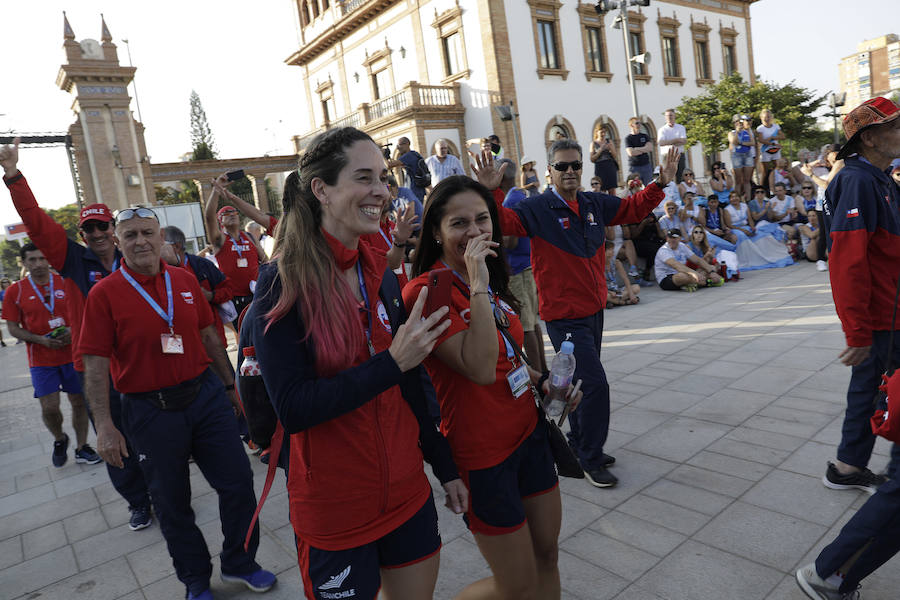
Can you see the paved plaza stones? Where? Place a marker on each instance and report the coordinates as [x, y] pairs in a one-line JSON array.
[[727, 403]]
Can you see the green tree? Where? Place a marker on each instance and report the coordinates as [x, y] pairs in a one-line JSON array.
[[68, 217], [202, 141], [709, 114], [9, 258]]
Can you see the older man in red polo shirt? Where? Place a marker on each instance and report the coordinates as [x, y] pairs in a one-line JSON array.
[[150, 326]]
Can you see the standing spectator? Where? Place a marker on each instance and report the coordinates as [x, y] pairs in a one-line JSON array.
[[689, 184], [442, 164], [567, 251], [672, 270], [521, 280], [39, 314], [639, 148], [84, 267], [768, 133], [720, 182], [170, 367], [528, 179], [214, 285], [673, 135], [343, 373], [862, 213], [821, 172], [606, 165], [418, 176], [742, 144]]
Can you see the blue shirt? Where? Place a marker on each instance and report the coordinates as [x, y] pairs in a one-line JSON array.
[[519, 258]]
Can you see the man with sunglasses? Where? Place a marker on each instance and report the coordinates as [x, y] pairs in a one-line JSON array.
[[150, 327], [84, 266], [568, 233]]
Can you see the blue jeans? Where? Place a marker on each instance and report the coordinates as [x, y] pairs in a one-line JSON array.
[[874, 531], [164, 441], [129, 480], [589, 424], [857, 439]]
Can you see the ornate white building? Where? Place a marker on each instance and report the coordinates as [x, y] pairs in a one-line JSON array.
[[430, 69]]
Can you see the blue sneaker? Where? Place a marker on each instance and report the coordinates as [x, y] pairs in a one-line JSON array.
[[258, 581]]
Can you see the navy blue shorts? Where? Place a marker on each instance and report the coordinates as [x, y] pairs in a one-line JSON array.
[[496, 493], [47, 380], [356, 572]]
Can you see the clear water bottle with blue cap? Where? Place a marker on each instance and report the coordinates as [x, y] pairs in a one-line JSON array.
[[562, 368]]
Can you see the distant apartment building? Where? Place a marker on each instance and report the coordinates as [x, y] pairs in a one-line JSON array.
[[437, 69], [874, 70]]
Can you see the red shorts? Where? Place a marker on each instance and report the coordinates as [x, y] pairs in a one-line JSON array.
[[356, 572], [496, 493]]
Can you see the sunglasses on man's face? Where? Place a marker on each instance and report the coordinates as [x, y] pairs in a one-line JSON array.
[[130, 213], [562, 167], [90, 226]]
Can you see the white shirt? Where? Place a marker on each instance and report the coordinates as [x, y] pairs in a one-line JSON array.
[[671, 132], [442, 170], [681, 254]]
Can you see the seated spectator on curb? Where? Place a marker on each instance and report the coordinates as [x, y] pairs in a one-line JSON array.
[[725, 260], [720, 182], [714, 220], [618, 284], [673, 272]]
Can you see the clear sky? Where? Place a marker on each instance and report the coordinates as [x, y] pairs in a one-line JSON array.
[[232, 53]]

★ ★ ★ ★

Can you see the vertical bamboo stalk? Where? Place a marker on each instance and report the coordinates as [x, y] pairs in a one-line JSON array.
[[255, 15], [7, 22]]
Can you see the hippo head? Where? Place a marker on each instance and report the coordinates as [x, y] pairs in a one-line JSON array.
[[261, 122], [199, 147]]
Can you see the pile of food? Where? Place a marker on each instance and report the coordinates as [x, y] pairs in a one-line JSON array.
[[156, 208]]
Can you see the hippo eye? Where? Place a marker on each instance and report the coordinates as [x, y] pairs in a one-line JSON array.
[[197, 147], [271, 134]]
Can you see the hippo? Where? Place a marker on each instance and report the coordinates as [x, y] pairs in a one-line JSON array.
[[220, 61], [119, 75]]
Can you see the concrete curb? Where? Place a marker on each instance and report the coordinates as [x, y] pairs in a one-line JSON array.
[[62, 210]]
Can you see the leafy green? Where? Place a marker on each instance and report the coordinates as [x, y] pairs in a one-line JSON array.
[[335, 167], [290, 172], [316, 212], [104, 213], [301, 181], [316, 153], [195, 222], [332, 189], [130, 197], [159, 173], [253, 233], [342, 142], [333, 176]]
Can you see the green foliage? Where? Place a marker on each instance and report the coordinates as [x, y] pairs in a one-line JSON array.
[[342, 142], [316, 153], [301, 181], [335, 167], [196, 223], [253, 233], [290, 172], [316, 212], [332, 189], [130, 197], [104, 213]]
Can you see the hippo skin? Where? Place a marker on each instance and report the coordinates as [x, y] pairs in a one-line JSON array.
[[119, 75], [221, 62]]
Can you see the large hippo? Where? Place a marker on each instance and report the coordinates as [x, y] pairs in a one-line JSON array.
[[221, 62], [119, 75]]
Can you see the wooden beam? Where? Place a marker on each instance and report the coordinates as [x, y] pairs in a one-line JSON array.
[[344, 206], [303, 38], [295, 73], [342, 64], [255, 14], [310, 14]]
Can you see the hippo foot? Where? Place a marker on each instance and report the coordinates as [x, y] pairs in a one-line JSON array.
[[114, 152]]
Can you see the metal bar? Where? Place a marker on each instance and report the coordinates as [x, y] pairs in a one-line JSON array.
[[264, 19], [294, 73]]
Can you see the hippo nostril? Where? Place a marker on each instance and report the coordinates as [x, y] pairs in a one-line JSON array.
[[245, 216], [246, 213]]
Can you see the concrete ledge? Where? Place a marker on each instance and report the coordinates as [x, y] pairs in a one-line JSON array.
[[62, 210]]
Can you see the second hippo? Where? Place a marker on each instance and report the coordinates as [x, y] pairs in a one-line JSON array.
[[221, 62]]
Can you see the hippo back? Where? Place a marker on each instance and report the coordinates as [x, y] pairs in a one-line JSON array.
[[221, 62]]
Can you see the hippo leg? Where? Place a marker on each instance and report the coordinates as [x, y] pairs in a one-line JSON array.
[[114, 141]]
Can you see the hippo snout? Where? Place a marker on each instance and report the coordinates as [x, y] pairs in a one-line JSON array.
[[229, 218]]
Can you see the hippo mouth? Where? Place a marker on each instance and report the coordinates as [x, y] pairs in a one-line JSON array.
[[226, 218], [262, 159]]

★ ★ ★ ★

What to produce: Copy the records from the line with "Can you see the blue sneaker?" to the line with "[[496, 493], [47, 380], [356, 572]]", putting "shoe" in place of "sneaker" and changing nothing else.

Exercise result:
Can you see the blue shoe? Where? Place a marker on each instance and report the coordinates as [x, y] pairs in a one-line JSON array.
[[258, 581]]
Can you see the navy blue shorts? Where? Place a marker on each instance and report the coordinates as [x, y] pairs in a one-line JSON array.
[[496, 493], [47, 380], [356, 572]]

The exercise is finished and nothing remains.